Return verbatim every line of the listing, starting with its first line and continuing through the line that contains "<point>715,626</point>", with both of those lines included.

Records for the task:
* BEGIN *
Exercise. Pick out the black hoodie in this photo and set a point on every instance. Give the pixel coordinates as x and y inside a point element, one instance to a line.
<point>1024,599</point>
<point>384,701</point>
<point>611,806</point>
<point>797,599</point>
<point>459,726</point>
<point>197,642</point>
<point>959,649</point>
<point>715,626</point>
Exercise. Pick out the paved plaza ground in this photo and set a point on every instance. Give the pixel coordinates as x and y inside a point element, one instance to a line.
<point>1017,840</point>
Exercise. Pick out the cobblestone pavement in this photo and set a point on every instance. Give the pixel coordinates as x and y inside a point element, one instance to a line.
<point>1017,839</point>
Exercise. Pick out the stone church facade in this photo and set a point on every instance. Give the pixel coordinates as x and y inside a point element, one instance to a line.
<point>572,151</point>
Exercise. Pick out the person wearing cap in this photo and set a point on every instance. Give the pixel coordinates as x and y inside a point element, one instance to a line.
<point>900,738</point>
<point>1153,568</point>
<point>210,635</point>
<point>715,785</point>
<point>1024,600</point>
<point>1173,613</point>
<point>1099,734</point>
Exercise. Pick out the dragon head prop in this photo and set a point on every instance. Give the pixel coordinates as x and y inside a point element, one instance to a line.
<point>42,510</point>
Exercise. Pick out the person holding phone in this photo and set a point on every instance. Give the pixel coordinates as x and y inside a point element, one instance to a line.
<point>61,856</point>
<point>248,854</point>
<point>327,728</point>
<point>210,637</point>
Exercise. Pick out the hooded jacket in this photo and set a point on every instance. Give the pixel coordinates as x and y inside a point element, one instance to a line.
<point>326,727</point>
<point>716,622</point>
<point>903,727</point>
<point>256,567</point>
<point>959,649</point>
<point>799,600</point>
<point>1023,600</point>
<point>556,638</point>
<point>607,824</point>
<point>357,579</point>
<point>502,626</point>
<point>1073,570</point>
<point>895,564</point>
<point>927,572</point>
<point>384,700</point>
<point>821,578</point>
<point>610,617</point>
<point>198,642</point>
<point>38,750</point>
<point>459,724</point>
* END *
The completed task:
Exercise. Pick out the black hoodie in this photo and set a point on every instance. Give the pixel coordinates as x and y inside a point element, one instance to a line.
<point>1024,599</point>
<point>384,701</point>
<point>611,806</point>
<point>797,599</point>
<point>459,726</point>
<point>197,642</point>
<point>959,649</point>
<point>715,626</point>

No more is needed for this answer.